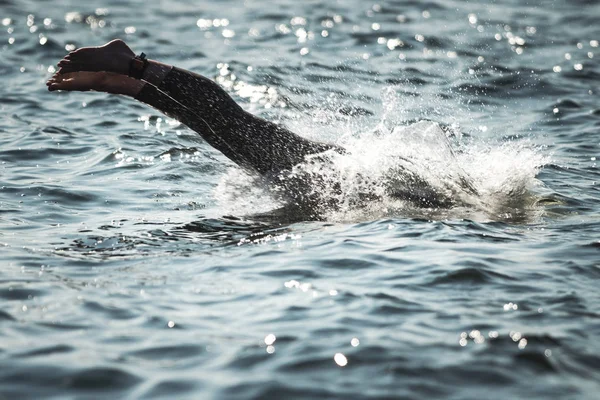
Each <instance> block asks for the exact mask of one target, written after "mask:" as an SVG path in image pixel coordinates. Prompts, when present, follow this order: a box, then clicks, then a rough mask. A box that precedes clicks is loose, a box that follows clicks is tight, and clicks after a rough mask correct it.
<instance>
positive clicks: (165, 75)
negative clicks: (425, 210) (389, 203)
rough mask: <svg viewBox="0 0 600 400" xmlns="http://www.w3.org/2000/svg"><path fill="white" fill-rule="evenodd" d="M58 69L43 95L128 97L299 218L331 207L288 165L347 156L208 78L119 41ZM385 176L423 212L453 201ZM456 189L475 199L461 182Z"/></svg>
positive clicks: (442, 195) (449, 198) (360, 193)
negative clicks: (277, 122)
mask: <svg viewBox="0 0 600 400" xmlns="http://www.w3.org/2000/svg"><path fill="white" fill-rule="evenodd" d="M58 66H59V70H58V72H57V73H55V74H54V75H53V76H52V77H51V78H50V79H49V80H48V82H47V86H48V90H50V91H55V90H65V91H98V92H106V93H112V94H120V95H124V96H128V97H132V98H134V99H136V100H138V101H141V102H142V103H145V104H147V105H149V106H152V107H154V108H156V109H158V110H159V111H161V112H162V113H164V114H166V115H167V116H169V117H171V118H174V119H176V120H178V121H180V122H181V123H183V124H184V125H187V126H188V127H189V128H190V129H192V130H194V131H196V132H197V133H198V134H200V136H202V138H204V140H205V141H206V142H207V143H209V144H210V145H211V146H213V147H214V148H215V149H217V150H219V151H220V152H221V153H223V154H224V155H225V156H226V157H228V158H229V159H231V160H232V161H233V162H235V163H236V164H237V165H239V166H240V167H242V168H244V169H246V170H249V171H252V172H255V173H257V174H258V175H259V176H261V177H264V178H265V179H266V181H267V182H268V183H269V187H271V188H272V192H273V193H274V194H275V195H276V197H280V198H282V199H283V200H285V202H286V203H287V204H290V205H293V206H294V207H297V208H298V210H299V211H298V213H300V214H303V215H304V217H307V218H311V219H319V218H320V215H321V213H322V211H323V210H327V209H335V208H336V206H337V200H336V199H335V198H333V197H331V196H329V197H327V196H322V194H323V192H324V191H326V190H324V183H323V182H322V177H320V176H318V175H315V174H311V173H303V171H302V168H299V169H298V170H299V171H300V172H299V173H298V172H297V171H293V168H294V167H295V166H300V165H303V164H305V165H306V164H310V163H312V162H320V161H322V160H323V159H325V160H326V159H327V158H328V157H327V155H328V154H336V153H339V154H345V153H346V151H345V150H344V149H343V148H341V147H338V146H336V145H333V144H327V143H321V142H316V141H312V140H308V139H305V138H303V137H301V136H299V135H296V134H295V133H293V132H291V131H289V130H288V129H286V128H285V127H283V126H280V125H277V124H275V123H273V122H269V121H266V120H264V119H262V118H259V117H256V116H254V115H252V114H250V113H248V112H246V111H244V110H243V109H242V108H241V107H240V106H239V105H238V104H237V103H236V102H235V101H234V100H233V99H232V98H231V97H230V96H229V95H228V94H227V93H226V92H225V90H223V88H221V87H220V86H219V85H218V84H217V83H215V82H214V81H212V80H210V79H208V78H206V77H204V76H201V75H198V74H196V73H194V72H190V71H186V70H184V69H181V68H177V67H175V66H172V65H167V64H163V63H161V62H158V61H155V60H149V59H146V57H145V55H144V53H142V54H141V55H139V56H136V55H135V53H134V52H133V51H132V50H131V49H130V48H129V46H127V45H126V44H125V42H123V41H122V40H118V39H117V40H113V41H111V42H109V43H107V44H105V45H103V46H100V47H83V48H80V49H77V50H75V51H72V52H70V53H69V54H68V55H67V56H65V58H63V59H62V60H61V61H60V62H59V63H58ZM321 154H323V157H321V156H320V155H321ZM309 169H310V168H309ZM390 172H392V173H393V176H390V179H388V180H386V182H384V183H383V184H384V187H385V188H386V193H387V194H388V195H390V196H392V197H395V198H399V199H404V200H409V201H411V202H413V203H415V204H417V205H418V206H424V207H450V206H452V205H453V204H454V198H453V196H449V195H447V194H445V192H441V191H439V190H437V189H435V188H432V187H431V186H430V185H428V184H427V182H425V181H424V180H423V179H422V178H420V177H419V176H417V175H415V174H413V173H410V171H404V170H403V168H401V167H397V168H396V169H394V170H393V171H390ZM360 178H361V179H365V180H368V179H369V178H368V177H366V176H361V177H360ZM461 183H462V182H461ZM336 185H337V184H335V183H334V187H333V188H332V189H333V191H334V192H336V191H338V190H337V189H338V187H337V186H336ZM461 186H464V189H465V190H466V191H467V192H469V193H471V194H476V191H475V189H474V188H473V187H472V186H471V184H470V183H469V182H468V181H467V180H466V179H465V180H464V184H463V185H461ZM379 197H380V195H379V194H376V193H374V192H372V191H371V190H368V189H367V191H366V192H365V193H359V196H358V205H359V206H360V205H366V204H368V203H370V202H371V201H373V200H377V199H379Z"/></svg>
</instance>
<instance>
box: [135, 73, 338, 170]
mask: <svg viewBox="0 0 600 400" xmlns="http://www.w3.org/2000/svg"><path fill="white" fill-rule="evenodd" d="M136 99H137V100H139V101H141V102H143V103H146V104H148V105H150V106H152V107H154V108H157V109H158V110H160V111H162V112H163V113H164V114H166V115H168V116H170V117H172V118H175V119H177V120H178V121H180V122H182V123H183V124H185V125H187V126H188V127H189V128H191V129H193V130H194V131H196V132H198V133H199V134H200V135H201V136H202V137H203V138H204V139H205V140H206V141H207V142H208V143H209V144H210V145H211V146H213V147H214V148H216V149H217V150H219V151H220V152H222V153H223V154H224V155H225V156H227V157H228V158H229V159H231V160H232V161H233V162H235V163H236V164H238V165H240V166H242V167H244V168H247V169H251V170H254V171H256V172H258V173H259V174H261V175H271V176H272V175H273V174H277V173H279V172H281V171H283V170H287V169H291V168H292V167H293V166H294V165H297V164H299V163H301V162H303V161H304V159H305V156H307V155H309V154H316V153H322V152H324V151H327V150H331V149H334V150H336V151H343V150H342V149H340V148H338V147H336V146H334V145H330V144H325V143H318V142H313V141H310V140H308V139H304V138H302V137H300V136H298V135H296V134H294V133H293V132H290V131H289V130H287V129H285V128H284V127H281V126H279V125H276V124H274V123H272V122H269V121H266V120H264V119H262V118H258V117H255V116H254V115H252V114H249V113H247V112H246V111H244V110H243V109H242V108H241V107H240V106H239V105H238V104H237V103H236V102H235V101H234V100H233V99H232V98H231V97H230V96H229V95H228V94H227V93H226V92H225V90H223V89H222V88H221V87H220V86H219V85H218V84H217V83H215V82H213V81H212V80H210V79H207V78H205V77H203V76H201V75H198V74H195V73H193V72H189V71H186V70H182V69H179V68H175V67H174V68H173V69H171V71H170V72H169V73H168V74H167V76H166V77H165V79H164V80H163V81H162V83H161V84H160V85H159V86H158V87H156V86H153V85H150V84H147V85H145V86H144V88H143V89H142V90H141V91H140V93H139V94H138V95H137V96H136Z"/></svg>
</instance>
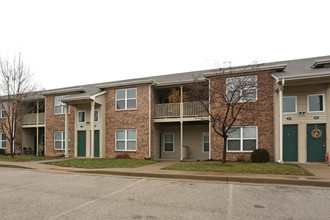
○ ○ ○ ○ ○
*Work item:* All entries above must be repeated exactly; pictures are to be left out.

*Written solution:*
Each <instance> block asks for the exact mask of one target, written after "mask:" as an SVG path in image pixel coordinates. Prompts, when present, follow this order: a box, then clicks, then a rough mask. A box that precedes clicks is loose, a box that follows clicks is tight, and clicks after a rough mask correct it.
<instance>
positive clicks: (165, 75)
negative clicks: (425, 210) (389, 203)
rough mask: <svg viewBox="0 0 600 400" xmlns="http://www.w3.org/2000/svg"><path fill="white" fill-rule="evenodd" d="M58 69L43 95L128 97L299 218L331 207L288 165L347 156L208 78L119 41ZM385 176L423 212L453 201ZM456 189L475 199L461 182Z"/></svg>
positive clicks: (442, 195) (449, 198) (360, 193)
negative clicks: (277, 122)
mask: <svg viewBox="0 0 600 400" xmlns="http://www.w3.org/2000/svg"><path fill="white" fill-rule="evenodd" d="M58 66H59V70H58V72H57V73H55V74H54V75H53V76H52V77H51V78H50V79H49V80H48V82H47V86H48V90H50V91H55V90H65V91H98V92H106V93H112V94H120V95H124V96H128V97H132V98H134V99H136V100H138V101H141V102H142V103H145V104H147V105H149V106H152V107H154V108H156V109H158V110H159V111H161V112H162V113H164V114H166V115H167V116H169V117H171V118H174V119H176V120H178V121H180V122H181V123H183V124H184V125H187V126H188V127H189V128H190V129H192V130H194V131H196V132H197V133H198V134H200V136H202V138H204V140H205V141H206V142H207V143H209V144H210V145H211V146H213V147H214V148H215V149H217V150H219V151H220V152H221V153H223V154H224V155H225V156H226V157H228V158H229V159H231V160H232V161H233V162H235V163H236V164H237V165H239V166H240V167H242V168H244V169H246V170H249V171H252V172H255V173H257V174H258V175H259V176H261V177H264V178H265V179H266V181H267V182H268V183H269V187H271V188H272V192H273V193H274V194H275V195H276V197H280V198H282V199H283V200H285V202H286V203H287V204H290V205H293V206H294V207H297V208H298V210H299V211H298V213H300V214H303V215H304V217H307V218H311V219H319V218H320V215H321V213H322V211H323V210H327V209H335V208H336V206H337V200H336V199H335V198H333V197H331V196H329V197H327V196H322V194H323V192H324V191H326V190H324V183H323V182H322V177H320V176H318V175H315V174H311V173H303V171H302V168H299V169H298V170H299V171H300V172H299V173H298V172H297V171H293V168H294V167H295V166H300V165H303V164H305V165H306V164H310V163H312V162H320V161H322V160H323V159H325V160H326V159H327V158H328V157H327V155H328V154H336V153H339V154H345V153H346V151H345V150H344V149H343V148H341V147H338V146H336V145H333V144H327V143H321V142H316V141H312V140H308V139H305V138H303V137H301V136H299V135H296V134H295V133H293V132H291V131H289V130H288V129H286V128H285V127H283V126H280V125H277V124H275V123H273V122H269V121H266V120H264V119H262V118H259V117H256V116H254V115H252V114H250V113H248V112H246V111H244V110H243V109H242V108H241V107H240V106H239V105H238V104H237V103H236V102H235V101H234V100H233V99H232V98H231V97H230V96H229V95H228V94H227V93H226V92H225V90H223V88H221V87H220V86H219V85H218V84H217V83H215V82H214V81H212V80H210V79H208V78H206V77H204V76H201V75H198V74H196V73H194V72H190V71H186V70H184V69H181V68H177V67H175V66H172V65H167V64H163V63H161V62H158V61H155V60H149V59H146V57H145V55H144V53H142V54H141V55H139V56H136V55H135V53H134V52H133V51H132V50H131V49H130V48H129V46H127V45H126V44H125V42H123V41H122V40H118V39H117V40H113V41H111V42H109V43H107V44H105V45H103V46H100V47H83V48H80V49H77V50H75V51H72V52H70V53H69V54H68V55H67V56H65V58H63V59H62V60H61V61H60V62H59V63H58ZM321 154H323V157H321V156H320V155H321ZM309 169H310V168H309ZM390 172H392V173H393V176H390V179H388V180H386V182H384V183H383V184H384V187H385V188H386V193H387V194H388V195H390V196H392V197H395V198H399V199H404V200H409V201H411V202H413V203H415V204H417V205H418V206H424V207H450V206H452V205H453V204H454V198H453V196H449V195H447V194H445V192H441V191H439V190H437V189H435V188H432V187H431V186H430V185H428V184H427V182H425V181H424V180H423V179H422V178H420V177H419V176H417V175H415V174H413V173H410V171H404V170H403V168H401V167H397V168H396V169H394V170H393V171H390ZM360 178H361V179H365V180H368V179H369V178H368V177H366V176H361V177H360ZM461 183H462V182H461ZM336 185H337V184H335V183H334V187H333V188H332V189H333V191H334V192H336V191H338V190H337V189H338V187H337V186H336ZM461 186H464V189H465V190H466V191H467V192H469V193H471V194H476V191H475V189H474V188H473V187H472V186H471V184H470V183H469V182H468V181H467V180H466V179H465V180H464V184H463V185H461ZM379 197H380V195H379V194H376V193H374V192H372V191H371V190H368V189H367V191H366V192H365V193H359V196H358V205H359V206H360V205H366V204H368V203H370V202H371V201H373V200H377V199H379Z"/></svg>
</instance>
<instance>
box: [135, 73, 338, 170]
mask: <svg viewBox="0 0 600 400" xmlns="http://www.w3.org/2000/svg"><path fill="white" fill-rule="evenodd" d="M136 99H137V100H139V101H141V102H143V103H146V104H148V105H150V106H152V107H154V108H157V109H158V110H160V111H162V112H163V113H164V114H166V115H168V116H170V117H172V118H175V119H177V120H178V121H180V122H182V123H183V124H185V125H187V126H188V127H189V128H191V129H193V130H194V131H196V132H198V133H199V134H200V135H201V136H202V137H203V138H204V139H205V140H206V141H207V142H208V143H209V144H210V145H211V146H213V147H214V148H216V149H217V150H219V151H220V152H222V153H223V154H224V155H225V156H227V157H228V158H229V159H231V160H232V161H233V162H235V163H236V164H238V165H240V166H242V167H244V168H247V169H251V170H254V171H256V172H258V173H259V174H261V175H271V176H272V175H273V174H277V173H279V172H281V171H283V170H287V169H291V168H292V167H293V166H294V165H297V164H299V163H301V162H303V161H304V159H305V156H307V155H309V154H316V153H322V152H324V151H327V150H331V149H334V150H336V151H343V150H342V149H340V148H338V147H336V146H334V145H330V144H325V143H318V142H313V141H310V140H308V139H304V138H302V137H300V136H298V135H296V134H294V133H293V132H290V131H289V130H287V129H285V128H284V127H281V126H279V125H276V124H274V123H272V122H269V121H266V120H264V119H262V118H258V117H255V116H254V115H252V114H249V113H247V112H246V111H244V110H243V109H242V108H241V107H240V106H239V105H238V104H237V103H236V102H235V101H234V100H233V99H232V98H231V97H230V96H229V95H228V94H227V93H226V92H225V90H223V89H222V88H221V87H220V86H219V85H218V84H217V83H215V82H213V81H212V80H210V79H207V78H205V77H203V76H201V75H198V74H195V73H193V72H189V71H186V70H182V69H179V68H175V67H174V68H173V69H171V71H170V72H169V73H168V74H167V76H166V77H165V79H164V80H163V81H162V83H161V84H160V85H159V86H158V87H156V86H153V85H150V84H147V85H145V86H144V88H143V89H142V90H141V91H140V93H139V94H138V95H137V96H136Z"/></svg>
</instance>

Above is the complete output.